» **EXERCISE REQUIREMENTS**
Answer these questions from the passage on Marx's non-conformism:
1. Which philosopher's thinking made the supremacy of the State a central feature of social analysis among educated Germans?
2. What school of thought did Marx turn to instead?
3. Which British political economists does the passage name?

» **PROVIDED PASSAGE**
◆ ◆ ◆
Intellectual aspects of Marx's non-conformism. Whether due to deep, psychological causes or simply due to an argumentative personality, Karl Marx remained a nonconformist in other ways throughout his adult life. In the 19th Century, the supremacy of the State was a central feature of social analysis among educated German people, following the thinking of German philosopher G.W.F. Hegel. Marx rejected this presumption, choosing instead to delve into the then very new, and very un-German school of thought called "political economy" for new and original answers to eternal questions of "who gets what and why?" Even when pursuing the questions wrestled with by these British political economists (e.g., David Ricardo; Thomas Malthus; Adam Smith), Marx was original, and non-conforming. In his thinking, he elevated economics to the highest and most central place in his analysis, dropping mainstream political economists' emphases on companion forces (e.g., politics; demographics) as the full range of shaping forces in history.
◆ ◆ ◆
» **INFORMATION**
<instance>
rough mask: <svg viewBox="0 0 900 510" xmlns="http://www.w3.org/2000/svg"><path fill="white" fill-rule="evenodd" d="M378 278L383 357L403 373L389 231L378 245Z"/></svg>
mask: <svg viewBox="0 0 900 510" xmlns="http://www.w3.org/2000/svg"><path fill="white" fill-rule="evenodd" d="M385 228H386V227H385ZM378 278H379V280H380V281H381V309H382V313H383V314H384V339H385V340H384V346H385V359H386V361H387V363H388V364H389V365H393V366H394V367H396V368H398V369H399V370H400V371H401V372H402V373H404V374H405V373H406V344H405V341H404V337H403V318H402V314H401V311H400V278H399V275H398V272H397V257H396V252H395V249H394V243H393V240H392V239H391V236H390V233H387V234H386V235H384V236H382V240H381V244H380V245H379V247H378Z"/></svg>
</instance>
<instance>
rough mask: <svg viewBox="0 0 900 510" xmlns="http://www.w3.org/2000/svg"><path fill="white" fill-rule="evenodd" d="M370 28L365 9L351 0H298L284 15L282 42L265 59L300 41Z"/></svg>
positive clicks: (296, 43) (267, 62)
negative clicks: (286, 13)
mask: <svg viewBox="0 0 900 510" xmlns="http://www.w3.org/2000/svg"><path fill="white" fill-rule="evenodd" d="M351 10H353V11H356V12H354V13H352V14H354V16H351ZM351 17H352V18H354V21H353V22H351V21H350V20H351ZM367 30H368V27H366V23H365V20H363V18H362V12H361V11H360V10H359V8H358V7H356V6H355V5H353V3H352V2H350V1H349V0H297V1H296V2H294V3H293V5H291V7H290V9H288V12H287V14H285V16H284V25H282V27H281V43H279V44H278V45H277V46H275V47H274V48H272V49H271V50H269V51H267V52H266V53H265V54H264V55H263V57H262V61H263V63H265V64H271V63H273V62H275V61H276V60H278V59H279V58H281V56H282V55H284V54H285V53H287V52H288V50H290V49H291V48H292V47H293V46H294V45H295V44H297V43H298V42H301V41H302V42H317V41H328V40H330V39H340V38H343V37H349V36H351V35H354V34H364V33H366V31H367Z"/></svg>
◆ ◆ ◆
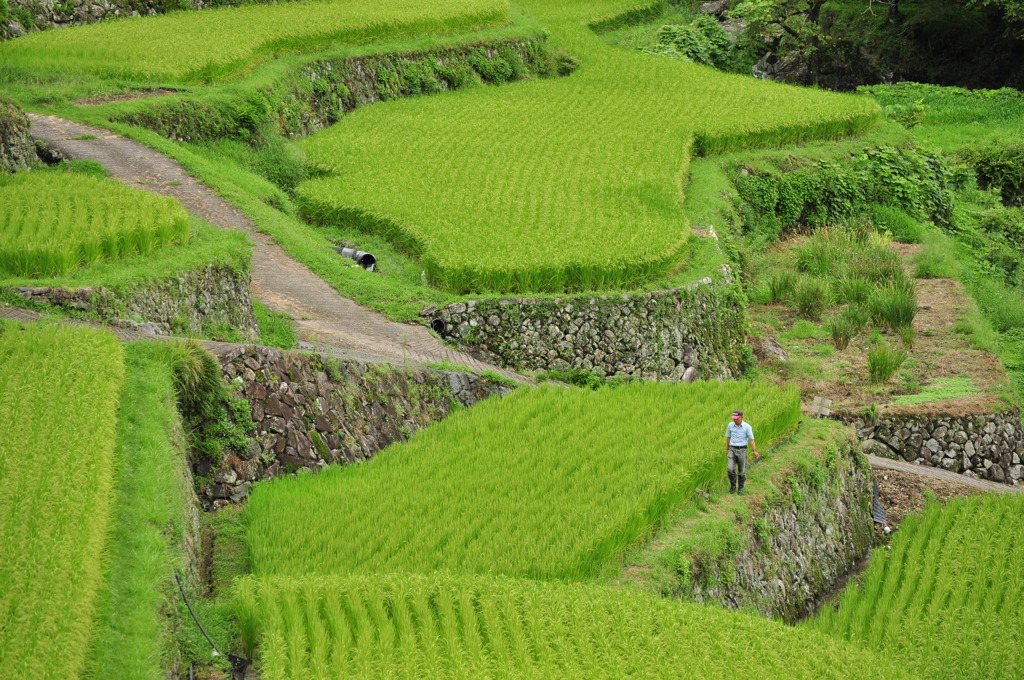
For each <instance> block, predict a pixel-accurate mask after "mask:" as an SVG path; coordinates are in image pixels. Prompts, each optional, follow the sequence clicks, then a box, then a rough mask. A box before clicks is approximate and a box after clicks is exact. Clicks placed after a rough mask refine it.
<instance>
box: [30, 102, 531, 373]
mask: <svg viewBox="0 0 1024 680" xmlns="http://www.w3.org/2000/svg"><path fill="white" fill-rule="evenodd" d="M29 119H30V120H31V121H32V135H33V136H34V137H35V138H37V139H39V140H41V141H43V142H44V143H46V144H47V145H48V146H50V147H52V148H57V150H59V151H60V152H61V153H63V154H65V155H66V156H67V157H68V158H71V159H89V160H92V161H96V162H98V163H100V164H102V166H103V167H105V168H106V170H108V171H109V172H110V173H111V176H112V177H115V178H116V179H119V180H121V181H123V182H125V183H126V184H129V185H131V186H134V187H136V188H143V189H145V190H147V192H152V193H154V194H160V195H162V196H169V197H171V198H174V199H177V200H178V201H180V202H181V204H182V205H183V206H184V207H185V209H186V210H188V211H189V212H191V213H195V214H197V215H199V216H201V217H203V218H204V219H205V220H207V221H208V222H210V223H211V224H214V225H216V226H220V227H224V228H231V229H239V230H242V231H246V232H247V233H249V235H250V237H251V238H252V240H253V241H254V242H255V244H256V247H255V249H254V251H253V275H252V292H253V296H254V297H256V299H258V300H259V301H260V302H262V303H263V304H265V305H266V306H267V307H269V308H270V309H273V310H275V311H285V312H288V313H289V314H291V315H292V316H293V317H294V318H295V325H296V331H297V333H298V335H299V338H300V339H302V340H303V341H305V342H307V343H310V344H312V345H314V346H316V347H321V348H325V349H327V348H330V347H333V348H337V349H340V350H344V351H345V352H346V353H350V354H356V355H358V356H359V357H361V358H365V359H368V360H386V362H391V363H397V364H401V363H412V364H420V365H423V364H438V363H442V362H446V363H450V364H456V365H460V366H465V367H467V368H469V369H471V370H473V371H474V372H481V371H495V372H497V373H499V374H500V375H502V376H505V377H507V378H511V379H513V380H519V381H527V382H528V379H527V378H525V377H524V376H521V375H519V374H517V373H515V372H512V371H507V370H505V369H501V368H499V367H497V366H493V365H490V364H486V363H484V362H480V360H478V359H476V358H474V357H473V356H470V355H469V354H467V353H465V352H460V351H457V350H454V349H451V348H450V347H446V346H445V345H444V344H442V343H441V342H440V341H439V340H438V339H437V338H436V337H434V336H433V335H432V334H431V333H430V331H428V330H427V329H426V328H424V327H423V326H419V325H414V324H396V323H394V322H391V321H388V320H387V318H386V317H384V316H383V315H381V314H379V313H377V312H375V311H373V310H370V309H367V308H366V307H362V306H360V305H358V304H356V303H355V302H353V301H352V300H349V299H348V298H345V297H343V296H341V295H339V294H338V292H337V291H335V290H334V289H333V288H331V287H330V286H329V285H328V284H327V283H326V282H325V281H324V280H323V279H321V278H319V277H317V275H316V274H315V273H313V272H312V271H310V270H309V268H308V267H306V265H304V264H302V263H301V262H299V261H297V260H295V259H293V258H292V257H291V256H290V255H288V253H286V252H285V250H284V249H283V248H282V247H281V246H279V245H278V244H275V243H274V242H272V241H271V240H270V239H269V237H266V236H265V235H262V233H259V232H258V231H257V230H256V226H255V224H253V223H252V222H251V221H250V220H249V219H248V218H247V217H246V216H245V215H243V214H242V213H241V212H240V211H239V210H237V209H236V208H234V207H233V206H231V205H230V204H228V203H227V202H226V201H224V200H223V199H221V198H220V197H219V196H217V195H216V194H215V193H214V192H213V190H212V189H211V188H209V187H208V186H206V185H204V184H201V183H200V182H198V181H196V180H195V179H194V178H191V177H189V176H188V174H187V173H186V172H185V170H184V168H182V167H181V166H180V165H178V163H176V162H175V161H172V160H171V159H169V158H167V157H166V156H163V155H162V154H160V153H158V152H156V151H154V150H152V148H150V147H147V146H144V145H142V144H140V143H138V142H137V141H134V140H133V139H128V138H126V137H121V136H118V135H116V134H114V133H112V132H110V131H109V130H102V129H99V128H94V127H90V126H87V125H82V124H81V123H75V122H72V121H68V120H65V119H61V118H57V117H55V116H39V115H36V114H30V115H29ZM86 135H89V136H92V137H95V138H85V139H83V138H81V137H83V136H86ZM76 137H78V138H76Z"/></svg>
◆ ◆ ◆
» **ANSWER TO THIS PROBLEM**
1. G.W.F. Hegel.
2. Political economy.
3. David Ricardo, Thomas Malthus and Adam Smith.